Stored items
⁂

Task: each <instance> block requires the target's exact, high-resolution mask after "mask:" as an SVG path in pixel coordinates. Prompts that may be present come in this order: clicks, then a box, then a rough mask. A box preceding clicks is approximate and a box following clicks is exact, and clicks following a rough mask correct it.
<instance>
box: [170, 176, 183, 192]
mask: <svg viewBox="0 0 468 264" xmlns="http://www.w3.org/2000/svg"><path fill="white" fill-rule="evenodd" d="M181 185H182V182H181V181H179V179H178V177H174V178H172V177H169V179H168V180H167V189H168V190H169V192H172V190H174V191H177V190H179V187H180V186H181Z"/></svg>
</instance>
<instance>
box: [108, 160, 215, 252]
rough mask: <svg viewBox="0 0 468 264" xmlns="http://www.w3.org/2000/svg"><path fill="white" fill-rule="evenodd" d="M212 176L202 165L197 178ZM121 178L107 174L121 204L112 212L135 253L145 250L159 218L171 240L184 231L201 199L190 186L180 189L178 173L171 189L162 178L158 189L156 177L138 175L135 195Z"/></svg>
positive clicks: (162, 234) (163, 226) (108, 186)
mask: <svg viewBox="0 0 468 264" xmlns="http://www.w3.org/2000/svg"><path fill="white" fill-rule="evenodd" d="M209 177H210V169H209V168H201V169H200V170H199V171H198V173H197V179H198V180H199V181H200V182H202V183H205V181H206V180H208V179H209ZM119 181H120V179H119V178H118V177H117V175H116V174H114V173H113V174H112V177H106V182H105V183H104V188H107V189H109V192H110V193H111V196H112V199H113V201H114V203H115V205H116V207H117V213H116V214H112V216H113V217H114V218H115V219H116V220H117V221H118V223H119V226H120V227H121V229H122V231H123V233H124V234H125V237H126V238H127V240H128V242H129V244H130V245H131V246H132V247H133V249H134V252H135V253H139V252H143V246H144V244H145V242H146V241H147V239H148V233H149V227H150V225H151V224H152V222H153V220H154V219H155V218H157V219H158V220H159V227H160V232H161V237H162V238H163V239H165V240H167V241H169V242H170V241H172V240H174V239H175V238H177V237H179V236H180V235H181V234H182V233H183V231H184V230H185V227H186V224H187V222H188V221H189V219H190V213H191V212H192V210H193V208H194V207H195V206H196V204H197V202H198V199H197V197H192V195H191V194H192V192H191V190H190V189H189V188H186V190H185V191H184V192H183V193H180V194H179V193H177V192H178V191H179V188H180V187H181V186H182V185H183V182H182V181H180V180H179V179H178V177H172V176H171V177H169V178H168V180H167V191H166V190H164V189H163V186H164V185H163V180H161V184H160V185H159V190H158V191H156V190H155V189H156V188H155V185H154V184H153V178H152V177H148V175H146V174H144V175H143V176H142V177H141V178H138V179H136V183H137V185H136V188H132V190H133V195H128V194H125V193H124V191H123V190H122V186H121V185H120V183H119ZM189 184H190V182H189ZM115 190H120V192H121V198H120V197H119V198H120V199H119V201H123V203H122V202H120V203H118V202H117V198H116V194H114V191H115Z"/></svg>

⁂

> _What needs to be done_: Return every line of the preceding records in which the word "rough" appears.

> _Your response_:
Task: each <instance> block requires the target's exact, high-resolution mask after "mask:" as an SVG path in pixel coordinates. Prompts that may be present come in this order: clicks, then a box, then a rough mask. A box preceding clicks is approximate and a box following clicks is exact, and clicks following a rough mask correct it.
rough mask: <svg viewBox="0 0 468 264" xmlns="http://www.w3.org/2000/svg"><path fill="white" fill-rule="evenodd" d="M212 176L202 165L197 178ZM121 178L107 174L121 204L112 212L135 253L145 250L159 218L171 240L184 231L201 199L190 186L180 189L178 173L171 189L162 178L158 189L156 177L138 175L135 195Z"/></svg>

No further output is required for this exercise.